Posted by tanner331 
Ball screw vs lead screw
June 24, 2017 05:38PM
Hi
I am working on a 3d printer design and I was wondering if lead screw or ball screw would be better for my project?
I am wondering which is more accurate? Are there any other advantages to one over the other?
I was looking to use it for the z axis of a core xy design.
What would be a good pitch to use?
Thanks
Tanner
Re: Ball screw vs lead screw
June 24, 2017 09:38PM
It's mostly a cost thing. Lead screws are cheaper, ball screws are (arguably better) more expensive.

As for some more specifics as to what the performance differences are between them, lead screws are less efficient and have more friction. This means a couple of things.
-You need more motor torque to move them (not a big issue, NEMA 17 can handle that)
-There is more wear (you'll need to replace them/the nut more often, but not a big issue again, you won't need to replace them often to begin with)
-They can't be back driven, this means that if you're motor dies or stops, your z axis wont move or drop under it's own weight.

They also tend to have more backlash, but this is not really an issue for the z axis as it doesn't change direction much and has a pretension downwards due to gravity. When it does change direction it is rather slow and small movements and gravity helps get rid of any backlash. If you're paranoid you can make/buy an anti backlash nut, basically two nuts separated by a spring but that can increase the friction, I'd say not worth it.

Ball screws are more efficient and have less friction. They need less torque from the motor to drive them which means you can run your motors are less current (small but I guess noteworthy point), and there is less wear usually because of the lowered friction. Due to their higher efficiency they can be back driven, but I wouldn't really expect your z axis to drop if you cut power to the motor.

● **Exercise 1**
Answer these questions about the forum thread on ball screws and lead screws:
(a) For which axis of a core xy design does the original poster plan to use the screw?
(b) What does the reply say an anti backlash nut basically consists of?
(c) What does the reply give as the reason ball screws can be back driven?
● **Exercise 2**
Extend the forum thread on ball screws and lead screws, picking up after its last sentence.
The material after this forum thread is separate from it.

[Point annotation records]
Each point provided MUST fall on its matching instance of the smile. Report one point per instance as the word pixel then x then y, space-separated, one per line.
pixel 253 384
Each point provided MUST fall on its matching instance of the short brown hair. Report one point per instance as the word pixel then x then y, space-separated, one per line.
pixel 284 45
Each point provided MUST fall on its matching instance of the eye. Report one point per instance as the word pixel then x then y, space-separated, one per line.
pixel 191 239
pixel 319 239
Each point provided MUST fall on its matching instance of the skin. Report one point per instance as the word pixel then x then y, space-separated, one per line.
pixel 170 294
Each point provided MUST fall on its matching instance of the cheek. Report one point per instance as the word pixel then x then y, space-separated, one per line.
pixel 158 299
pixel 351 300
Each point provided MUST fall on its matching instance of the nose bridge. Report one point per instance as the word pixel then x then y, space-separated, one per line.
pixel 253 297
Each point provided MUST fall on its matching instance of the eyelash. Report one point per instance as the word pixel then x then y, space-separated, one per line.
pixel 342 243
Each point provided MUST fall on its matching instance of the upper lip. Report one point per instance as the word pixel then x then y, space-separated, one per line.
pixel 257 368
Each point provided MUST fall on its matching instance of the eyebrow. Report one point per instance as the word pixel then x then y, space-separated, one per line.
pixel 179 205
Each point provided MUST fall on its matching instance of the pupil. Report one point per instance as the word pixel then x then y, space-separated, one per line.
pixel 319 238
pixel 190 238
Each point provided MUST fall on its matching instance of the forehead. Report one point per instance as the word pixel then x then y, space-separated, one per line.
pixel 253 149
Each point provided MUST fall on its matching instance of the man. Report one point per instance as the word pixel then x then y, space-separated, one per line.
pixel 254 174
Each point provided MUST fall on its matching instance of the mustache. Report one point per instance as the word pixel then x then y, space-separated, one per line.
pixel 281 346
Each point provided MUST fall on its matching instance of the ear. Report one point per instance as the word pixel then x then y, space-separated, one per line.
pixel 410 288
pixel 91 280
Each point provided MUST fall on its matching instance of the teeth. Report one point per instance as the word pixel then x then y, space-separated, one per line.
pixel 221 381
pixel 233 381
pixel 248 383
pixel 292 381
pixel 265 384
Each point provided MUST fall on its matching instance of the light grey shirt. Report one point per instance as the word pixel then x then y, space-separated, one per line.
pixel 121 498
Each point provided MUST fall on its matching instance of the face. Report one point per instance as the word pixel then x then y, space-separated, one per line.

● **Written response 1**
(a) The z axis.
(b) Two nuts separated by a spring.
(c) Their higher efficiency.

● **Written response 2**
I think most people would recommend ball screws if you can afford it, but it is a bit of a price hike, and there may not be any noticeable print quality improvement. Most high end machines use lead screws and print fantastic.
Re: Ball screw vs lead screw
June 24, 2017 11:23PM
...what he said
+ ballscrews can be driven faster, so homing after a tall print doesn't take ages. Also z-hop during print is faster which reduces oozing time.
the pitch of ballscrews usually is higher, so it is good practice to use bigger pulleys to have a gear ratio between 2:1 or 3:1.


Re: Ball screw vs lead screw
June 26, 2017 12:34AM
Quote
Trakyan

They also tend to have more backlash, but this is not really an issue for the z axis as it doesn't change direction much and has a pretension downwards due to gravity. When it does change direction it is rather slow and small movements and gravity helps get rid of any backlash. If you're paranoid you can make/buy an anti backlash nut, basically two nuts separated by a spring but that can increase the friction, I'd say not worth it.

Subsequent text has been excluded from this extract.